▶ _Given exercise 1_
Transcribe the lines of the listing from the line with "instance: [(82, 101)]" up to and including the line with "[(6, 110), (152, 114)]", keeping them identical to the original.
━━━ Quoted passage
That's what I guessed. Not that it matters but I was planning on 4 C NiMh.


----------



## DIWdiver (Mar 11, 2015)

Okay, the first two drivers are packed and ready to ship to Epsilon in the morning.

I have two of each model built up and tested, in stock, and it only takes a few days to build more. Anyone interested?


----------



## DIWdiver (Mar 11, 2015)

Hoop said:


> Yes they are not inexpensive. The Luminus chips with the round die seem to be discontinued/obselete products now on Mouser.
> 
> So is this driver capable of 875 watts continuous?
> 
> How many watts of heat can the regulator dissipate if heatsinked well?



Sorry Hoop, missed your questions somehow.

Yes, 35V at 25A would be 875 watts input, and that is the absolute max. Reaching that would take some doing, and the output would be less than that in any case.

"Heatsinked well" is pretty open to interpretation, so I'll assume some reasonable values and discuss two cases.

Case 1: Dive light, water cooled, or you've got some extreme cooler:
Figure the temperature of the heatsink at the interface to the FET is about 35C. You've got some high-tech thermal interface material that gives 0.15 C/W case-to-heatsink. A bit of cooling on the face of the driver (cool ambient air), so the thermal protection won't cut in until the FET die temp reaches 150C, which is well with the FET's capability.
Thermal resistance, junction to case (Rjc): 0.44 C/W
Thermal resistance, case to heatsink (Rch): 0.15 C/W
Temperature differential, junction to heatsink (dT): 115C
Power handling = dT/(Rjc+Rch) = 115/(0.44 + 0.15) = 195W

Case 2: some big air-cooled heatsink with fan:
Guess that the heatsink thermal resistance to ambient is around 1.5 C/W, ambient at 25C.
Use the thermal interface material shipped with the driver, that gives about 1.0 C/W case-to-heatsink. 
Little cooling of the driver face, so the thermal protection may cut in around 100C die temp.
Thermal resistance, junction to case (Rjc): 0.44 C/W
Thermal resistance, case to heatsink (Rch): 1.0 C/W
Thermal resistance, heatsink to ambient (Rha): 1.5 C/W
Temperature differential, junction to heatsink (dT): 75C
Power handling = dT/(Rjc+Rch + Rha) = 75/(0.44 + 1.0 + 1.5) = 39W

As you can see, there are several things that need to be known or assumed before the calculations can be made, and the results can vary widely. That's why I try to be very careful to make sure people understand the implications of using a linear driver at high power levels.

The Luminus CBT-140 seems to be available from numerous suppliers, and has a round, flat emitter area (no dome). Unfortunately, it's around $100 each. Not really for the faint of heart.

D


----------



## Hoop (Mar 12, 2015)

Luxury does have its price. Thank you for laying out the thermal scenarios.


----------



## TRDmatrix (Mar 14, 2015)

Hello DIWdiver, I am planning on building some offroad lights using cut down D cell maglites as housing. The lights will be powered off of vehicle power at approximately 14 volts running and 11 volts although the light probably wouldn't be used with the engine off. I am looking for a driver to run 9 XP-Ls per housing. Just at a quick glance, this driver seems to be the perfect choice. My question is would this be the better choice over your dedicated automotive driver for what I am planning?


----------



## DIWdiver (Mar 14, 2015)

If you are planning on mounting the driver in the light head then the automotive driver is a no-go, and you don't really have a choice.
━━━━━━
━━━ Records to use
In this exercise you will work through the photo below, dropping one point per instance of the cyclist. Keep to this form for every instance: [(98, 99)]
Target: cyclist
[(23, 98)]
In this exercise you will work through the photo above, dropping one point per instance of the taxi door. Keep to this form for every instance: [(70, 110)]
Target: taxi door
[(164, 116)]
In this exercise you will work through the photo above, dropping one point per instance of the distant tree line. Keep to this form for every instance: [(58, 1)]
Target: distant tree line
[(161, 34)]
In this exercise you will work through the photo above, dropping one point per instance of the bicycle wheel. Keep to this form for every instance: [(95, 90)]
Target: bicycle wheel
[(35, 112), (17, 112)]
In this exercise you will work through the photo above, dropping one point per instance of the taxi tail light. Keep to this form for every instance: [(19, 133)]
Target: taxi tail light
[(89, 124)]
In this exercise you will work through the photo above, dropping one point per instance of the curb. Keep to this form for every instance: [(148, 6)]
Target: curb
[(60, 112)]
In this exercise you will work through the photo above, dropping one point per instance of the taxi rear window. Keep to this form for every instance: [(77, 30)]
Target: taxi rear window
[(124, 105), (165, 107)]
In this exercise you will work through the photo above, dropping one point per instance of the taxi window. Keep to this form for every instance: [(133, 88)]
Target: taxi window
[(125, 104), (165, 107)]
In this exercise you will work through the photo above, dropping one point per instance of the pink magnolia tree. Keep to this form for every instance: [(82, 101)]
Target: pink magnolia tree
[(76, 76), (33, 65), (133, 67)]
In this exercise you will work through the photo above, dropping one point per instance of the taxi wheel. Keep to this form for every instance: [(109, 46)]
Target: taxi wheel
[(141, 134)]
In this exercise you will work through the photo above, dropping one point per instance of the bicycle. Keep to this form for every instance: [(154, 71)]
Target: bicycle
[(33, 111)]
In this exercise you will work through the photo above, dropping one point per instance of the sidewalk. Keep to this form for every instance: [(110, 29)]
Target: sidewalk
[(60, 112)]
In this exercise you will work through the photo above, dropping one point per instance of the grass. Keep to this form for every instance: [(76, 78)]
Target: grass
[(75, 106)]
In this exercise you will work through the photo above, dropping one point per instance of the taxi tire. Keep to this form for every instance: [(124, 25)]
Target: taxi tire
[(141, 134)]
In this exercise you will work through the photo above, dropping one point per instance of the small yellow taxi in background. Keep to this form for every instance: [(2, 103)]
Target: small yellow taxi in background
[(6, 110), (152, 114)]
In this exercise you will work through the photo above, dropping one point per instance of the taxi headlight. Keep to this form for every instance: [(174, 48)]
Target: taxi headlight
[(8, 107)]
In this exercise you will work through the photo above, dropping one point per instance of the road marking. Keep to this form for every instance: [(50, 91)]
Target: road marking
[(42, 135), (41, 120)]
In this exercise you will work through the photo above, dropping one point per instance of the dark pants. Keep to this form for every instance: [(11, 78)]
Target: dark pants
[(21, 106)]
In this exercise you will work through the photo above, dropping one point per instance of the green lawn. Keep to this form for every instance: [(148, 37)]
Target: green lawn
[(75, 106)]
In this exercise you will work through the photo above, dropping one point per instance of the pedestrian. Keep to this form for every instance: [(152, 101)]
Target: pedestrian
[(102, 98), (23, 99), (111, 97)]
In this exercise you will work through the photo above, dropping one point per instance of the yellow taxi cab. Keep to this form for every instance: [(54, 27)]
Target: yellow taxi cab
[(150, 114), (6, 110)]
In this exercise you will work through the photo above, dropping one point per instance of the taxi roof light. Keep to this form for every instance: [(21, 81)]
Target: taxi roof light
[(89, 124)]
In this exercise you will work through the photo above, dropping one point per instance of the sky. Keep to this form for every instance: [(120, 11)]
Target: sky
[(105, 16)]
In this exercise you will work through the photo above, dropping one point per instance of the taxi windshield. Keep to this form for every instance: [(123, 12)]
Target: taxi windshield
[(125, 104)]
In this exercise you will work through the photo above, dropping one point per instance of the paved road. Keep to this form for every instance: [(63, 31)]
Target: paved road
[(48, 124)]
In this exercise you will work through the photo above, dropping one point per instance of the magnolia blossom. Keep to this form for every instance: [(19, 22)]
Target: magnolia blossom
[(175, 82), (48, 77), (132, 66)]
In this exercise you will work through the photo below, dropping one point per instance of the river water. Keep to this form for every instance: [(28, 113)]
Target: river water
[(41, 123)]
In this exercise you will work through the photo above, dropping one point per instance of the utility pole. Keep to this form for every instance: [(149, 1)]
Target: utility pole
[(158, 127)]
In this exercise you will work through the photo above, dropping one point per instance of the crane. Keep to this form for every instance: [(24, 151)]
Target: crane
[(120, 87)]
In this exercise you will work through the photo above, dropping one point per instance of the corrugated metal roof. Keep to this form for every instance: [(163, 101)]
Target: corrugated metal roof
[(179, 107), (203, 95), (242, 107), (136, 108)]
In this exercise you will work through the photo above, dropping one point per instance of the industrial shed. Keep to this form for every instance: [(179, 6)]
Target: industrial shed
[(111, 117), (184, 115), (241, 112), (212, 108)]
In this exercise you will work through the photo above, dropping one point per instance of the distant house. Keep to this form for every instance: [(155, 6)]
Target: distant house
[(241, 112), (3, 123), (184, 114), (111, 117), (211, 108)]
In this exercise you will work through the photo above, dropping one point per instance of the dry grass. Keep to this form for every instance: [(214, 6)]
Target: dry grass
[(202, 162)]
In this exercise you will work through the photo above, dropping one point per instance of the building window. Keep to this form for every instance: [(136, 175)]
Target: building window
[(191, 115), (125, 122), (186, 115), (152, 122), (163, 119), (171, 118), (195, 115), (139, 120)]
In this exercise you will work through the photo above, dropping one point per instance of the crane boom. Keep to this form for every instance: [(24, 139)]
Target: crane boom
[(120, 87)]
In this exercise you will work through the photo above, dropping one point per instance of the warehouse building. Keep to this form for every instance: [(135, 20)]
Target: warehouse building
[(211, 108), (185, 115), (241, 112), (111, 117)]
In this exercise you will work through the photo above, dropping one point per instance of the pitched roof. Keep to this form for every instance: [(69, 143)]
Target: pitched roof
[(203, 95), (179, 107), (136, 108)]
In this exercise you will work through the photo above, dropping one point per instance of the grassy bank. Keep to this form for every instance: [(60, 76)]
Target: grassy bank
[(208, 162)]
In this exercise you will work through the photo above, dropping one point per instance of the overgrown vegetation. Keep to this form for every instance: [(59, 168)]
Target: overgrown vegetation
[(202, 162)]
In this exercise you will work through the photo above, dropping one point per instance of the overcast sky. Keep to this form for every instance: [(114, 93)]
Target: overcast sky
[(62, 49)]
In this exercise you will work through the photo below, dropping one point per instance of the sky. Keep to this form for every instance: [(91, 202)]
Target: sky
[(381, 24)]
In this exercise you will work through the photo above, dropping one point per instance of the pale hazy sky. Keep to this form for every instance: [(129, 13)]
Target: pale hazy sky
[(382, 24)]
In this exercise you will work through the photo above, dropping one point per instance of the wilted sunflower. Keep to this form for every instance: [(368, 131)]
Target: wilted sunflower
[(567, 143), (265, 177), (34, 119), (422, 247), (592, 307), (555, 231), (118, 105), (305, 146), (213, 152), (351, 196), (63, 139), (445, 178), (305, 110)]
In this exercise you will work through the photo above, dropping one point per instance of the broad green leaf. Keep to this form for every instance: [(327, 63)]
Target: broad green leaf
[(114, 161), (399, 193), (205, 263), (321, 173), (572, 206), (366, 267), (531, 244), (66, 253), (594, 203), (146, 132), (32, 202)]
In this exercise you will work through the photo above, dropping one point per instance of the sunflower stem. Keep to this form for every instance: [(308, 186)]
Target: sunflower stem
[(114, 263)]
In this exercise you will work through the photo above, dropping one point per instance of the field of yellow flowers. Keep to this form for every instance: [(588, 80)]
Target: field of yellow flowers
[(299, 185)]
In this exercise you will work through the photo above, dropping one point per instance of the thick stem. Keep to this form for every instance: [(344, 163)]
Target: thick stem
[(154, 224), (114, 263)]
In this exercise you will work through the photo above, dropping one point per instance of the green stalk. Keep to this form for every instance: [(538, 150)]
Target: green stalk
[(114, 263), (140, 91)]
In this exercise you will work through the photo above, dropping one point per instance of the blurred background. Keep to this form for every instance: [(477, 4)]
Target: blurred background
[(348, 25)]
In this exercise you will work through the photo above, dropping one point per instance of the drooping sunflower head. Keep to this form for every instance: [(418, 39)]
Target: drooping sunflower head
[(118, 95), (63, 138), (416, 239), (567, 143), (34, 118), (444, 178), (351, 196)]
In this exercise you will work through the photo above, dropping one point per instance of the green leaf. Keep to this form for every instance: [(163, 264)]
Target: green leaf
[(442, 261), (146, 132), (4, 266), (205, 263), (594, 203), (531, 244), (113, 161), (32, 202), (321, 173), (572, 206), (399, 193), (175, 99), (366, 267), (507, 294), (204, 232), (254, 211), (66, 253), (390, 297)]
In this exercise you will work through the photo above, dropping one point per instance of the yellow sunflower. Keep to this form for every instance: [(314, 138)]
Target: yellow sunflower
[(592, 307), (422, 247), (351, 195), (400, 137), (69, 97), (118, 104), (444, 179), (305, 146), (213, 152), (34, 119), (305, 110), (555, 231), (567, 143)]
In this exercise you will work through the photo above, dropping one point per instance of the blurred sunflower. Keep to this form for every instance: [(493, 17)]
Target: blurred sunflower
━━━━━━
━━━ Records to use
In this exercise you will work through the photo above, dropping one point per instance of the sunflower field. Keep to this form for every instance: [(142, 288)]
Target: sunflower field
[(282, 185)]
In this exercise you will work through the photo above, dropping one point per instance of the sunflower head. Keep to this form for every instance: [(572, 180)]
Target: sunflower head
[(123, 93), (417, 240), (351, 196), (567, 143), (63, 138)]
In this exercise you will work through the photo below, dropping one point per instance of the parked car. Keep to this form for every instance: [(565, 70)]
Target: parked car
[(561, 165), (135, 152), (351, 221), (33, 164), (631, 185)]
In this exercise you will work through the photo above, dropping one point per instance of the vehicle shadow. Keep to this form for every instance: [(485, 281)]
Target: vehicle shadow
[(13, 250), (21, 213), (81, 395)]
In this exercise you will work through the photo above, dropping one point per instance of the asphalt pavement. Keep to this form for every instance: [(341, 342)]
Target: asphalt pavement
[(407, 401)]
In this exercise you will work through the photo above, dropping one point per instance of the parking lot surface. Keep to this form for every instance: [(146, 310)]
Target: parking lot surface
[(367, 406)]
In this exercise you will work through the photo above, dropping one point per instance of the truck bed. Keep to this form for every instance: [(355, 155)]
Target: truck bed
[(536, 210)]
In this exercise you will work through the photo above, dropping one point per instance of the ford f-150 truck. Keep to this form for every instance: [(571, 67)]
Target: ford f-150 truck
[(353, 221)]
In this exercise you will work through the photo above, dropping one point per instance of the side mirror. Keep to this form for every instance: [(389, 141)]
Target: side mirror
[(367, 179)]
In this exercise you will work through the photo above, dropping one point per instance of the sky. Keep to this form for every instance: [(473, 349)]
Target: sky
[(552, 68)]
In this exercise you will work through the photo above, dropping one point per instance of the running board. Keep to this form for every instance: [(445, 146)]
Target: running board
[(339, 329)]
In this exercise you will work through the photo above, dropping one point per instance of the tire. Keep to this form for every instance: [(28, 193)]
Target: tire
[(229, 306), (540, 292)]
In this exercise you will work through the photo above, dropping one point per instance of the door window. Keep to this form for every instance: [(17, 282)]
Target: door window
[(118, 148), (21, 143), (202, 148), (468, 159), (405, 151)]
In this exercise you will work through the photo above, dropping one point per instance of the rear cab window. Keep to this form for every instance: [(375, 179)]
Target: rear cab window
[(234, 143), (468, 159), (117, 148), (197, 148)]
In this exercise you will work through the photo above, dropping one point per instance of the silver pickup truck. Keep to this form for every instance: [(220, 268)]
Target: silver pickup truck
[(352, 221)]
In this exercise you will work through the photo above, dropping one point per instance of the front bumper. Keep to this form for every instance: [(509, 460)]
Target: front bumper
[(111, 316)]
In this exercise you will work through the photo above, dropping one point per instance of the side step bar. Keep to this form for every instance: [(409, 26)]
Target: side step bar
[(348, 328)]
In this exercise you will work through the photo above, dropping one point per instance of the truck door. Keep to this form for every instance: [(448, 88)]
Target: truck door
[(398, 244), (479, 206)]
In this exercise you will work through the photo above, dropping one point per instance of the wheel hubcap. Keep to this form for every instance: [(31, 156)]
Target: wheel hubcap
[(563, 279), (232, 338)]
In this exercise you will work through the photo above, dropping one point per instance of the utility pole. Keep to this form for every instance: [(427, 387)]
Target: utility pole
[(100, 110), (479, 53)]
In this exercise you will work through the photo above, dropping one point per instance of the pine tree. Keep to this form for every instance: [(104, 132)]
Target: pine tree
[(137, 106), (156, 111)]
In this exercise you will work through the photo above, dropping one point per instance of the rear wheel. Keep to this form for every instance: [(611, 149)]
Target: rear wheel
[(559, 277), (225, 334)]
━━━━━━
▶ _Given exercise 2_
Write the next part of the forum thread about the LED driver, picking up after its last post.

▶ _Task response 1_
In this exercise you will work through the photo above, dropping one point per instance of the pink magnolia tree. Keep to this form for every instance: [(82, 101)]
Target: pink magnolia tree
[(76, 76), (33, 65), (133, 67)]
In this exercise you will work through the photo above, dropping one point per instance of the taxi wheel. Keep to this form for every instance: [(109, 46)]
Target: taxi wheel
[(141, 134)]
In this exercise you will work through the photo above, dropping one point per instance of the bicycle. Keep to this form for every instance: [(154, 71)]
Target: bicycle
[(33, 111)]
In this exercise you will work through the photo above, dropping one point per instance of the sidewalk. Keep to this form for every instance: [(110, 29)]
Target: sidewalk
[(60, 112)]
In this exercise you will work through the photo above, dropping one point per instance of the grass. Keep to this form for every instance: [(76, 78)]
Target: grass
[(75, 106)]
In this exercise you will work through the photo above, dropping one point per instance of the taxi tire. Keep to this form for every instance: [(124, 25)]
Target: taxi tire
[(141, 134)]
In this exercise you will work through the photo above, dropping one point per instance of the small yellow taxi in background. Keep to this form for every instance: [(2, 103)]
Target: small yellow taxi in background
[(6, 110), (152, 114)]

▶ _Task response 2_
But if you mount the driver in the light head, you are likely to have serious heat issues. By the time you consider optics and front plate (flat lens), you are probably looking at no more than 30% radiometric efficiency, meaning that of the 30W you put into the LEDs, only 9W makes it out of the head as light. What you are putting into the head is 3A at 14V, or 42W. Of that only 9W escapes as light and the rest is converted to heat. Thus you'll have about 33W to dissipate as heat. You need big fins and airflow to do that and keep the LEDs cool.

If you take the driver out of the light head, 12W of heat goes with it, reducing the heat in the head to 21W, which makes cooling somewhat less challenging. Also, you could then run all the lights on only one driver and use the extra $64-70 you didn't spend on drivers to get a nice heatsink for the driver. If you do this I would recommend putting a thermistor in one of the light heads to enable separate thermal protection for the LEDs and the driver. Try to pick the head that would have the worst cooling to provide the best protection.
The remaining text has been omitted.